#### [Text under study]
------------------------------------------------

Film & TV media sell females short
Boys will be boys and girls will be girls, right? Not exactly. There is a wide range of ways to do gender right, to be successfully female and male, but this knowledge does not prevent much of society from forcing restrictive gender stereotypes on us ad nauseum. What young boys and girls experience throughout their lives shapes and restricts or facilitates how they see “normal” and what they embody as expectations for behavior and expression of self. What we tell our children and each other about gender matters.
Take insurance and chickens, for example. The insurance company GEICO recently released a commercial featuring a chicken and a Roy Orbison song. It’s a riff on “free range” chickens and has a hen (i.e. a female chicken, a “she”) roaming the highways and byways of the USA, hitching rides with truckers, boozing it up with hobos, participating in the famous American adventure experience of being “On the Road.” The punchline has the chicken texting (instagraming?) pictures of its adventures back to the farmer and his wife. And the farmer says “He just keeps sending pictures.” Note the use of the pronoun “he”…it is absolutely clearly a hen doing the adventuring and picture sending. Why refer to it as a “he”? Can’t hens roam free and adventure? Apparently not. The assumed gender of the free range adventuring American icon is that of a male…even if the actor (the chicken in this case) is wholly female.
This is not as silly as it sounds. The framing and broadcasting of gender stereotypes is exactly how we inhibit a broader acceptance of gender roles and the possibilities for a much greater overlap between males and females and a healthier approach to being human. The subtle “gendering” of the chicken reinforces for all being entertained by the commercial the maleness of adventuring.
But lest you think this is a single example or a small aberration in the representation of how the media can act as a major force in the societal imposition of strict gender options, let’s take the some examples from the Media, Diversity, & Social Change (MDSC) Initiative at USC’s Annenberg School for Communication and Journalism and the Geena Davis Institute on Gender in Media, particularly the work from projects headed up by Dr. Stacy Smith. It is in their assessment of motion pictures that we can see powerful, and pernicious, diminution of options for gender females and substantive reinforcement of gender male dominance in action, adventure, assertiveness and societal importance.
In a study of 120 films from 11 countries there was a total of 5,799 speaking or named characters showing up in the films. Of these only 30.9% were female and 69.1% male–a gender ratio of 2.24 males to every one female (unlike any gender distribution in any of the countries the films came from). Of these films only 23.3% of the films had a girl or woman as a lead or co-lead driving the plot.
In another study of the USA 600 top‐grossing films (2007-2013) the research group assessed every speaking or named character (there were 26,225 of them). Females made up ~30% of speaking roles and males ~70%, with the highest female representation being in comedy and the lowest in action/adventure films. Voice matters. When we see a movie, those who speak, and take action, are those who get our attention. Females are woefully underrepresented in both of these areas relative to their actual roles in real life. The top movies are lying to us about what women do, and thus shaping what we think of as “normal.”
Maybe this is not so surprising when we see that only 1.9% of directors, 7.4% of writers, and 19.6% of producers are women. Gender bias in the workplace might be acting to reinforce stereotypes and expectations. And it is bias, as there is no evidence that men are biologically (or socially) better equipped to be directors, writers or producers. We should also consider who is making the movies when we see that females were far more likely than males to be shown in sexy and revealing clothing (30.2% vs 9.7%), were more likely to be shown fully or partially nude (29.5% vs 11.7%) and were also more likely to be referred to as physically attractive (13.2% vs. 2.4%).

------------------------------------------------

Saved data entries

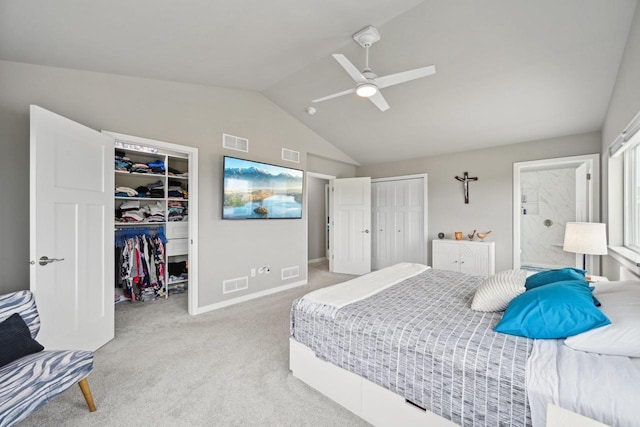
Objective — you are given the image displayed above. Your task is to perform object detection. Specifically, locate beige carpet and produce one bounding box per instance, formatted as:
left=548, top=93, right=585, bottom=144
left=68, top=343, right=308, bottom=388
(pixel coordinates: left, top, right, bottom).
left=19, top=263, right=368, bottom=427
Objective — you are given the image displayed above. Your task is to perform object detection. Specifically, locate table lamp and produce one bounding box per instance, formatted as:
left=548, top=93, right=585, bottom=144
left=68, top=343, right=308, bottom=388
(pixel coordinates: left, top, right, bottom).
left=562, top=222, right=607, bottom=270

------------------------------------------------

#### [The task]
Extract the passage of the article on gender in film and TV between "But lest you" and "and societal importance.", inclusive. These records were taken from a separate source.

#### [Solution for this problem]
But lest you think this is a single example or a small aberration in the representation of how the media can act as a major force in the societal imposition of strict gender options, let’s take the some examples from the Media, Diversity, & Social Change (MDSC) Initiative at USC’s Annenberg School for Communication and Journalism and the Geena Davis Institute on Gender in Media, particularly the work from projects headed up by Dr. Stacy Smith. It is in their assessment of motion pictures that we can see powerful, and pernicious, diminution of options for gender females and substantive reinforcement of gender male dominance in action, adventure, assertiveness and societal importance.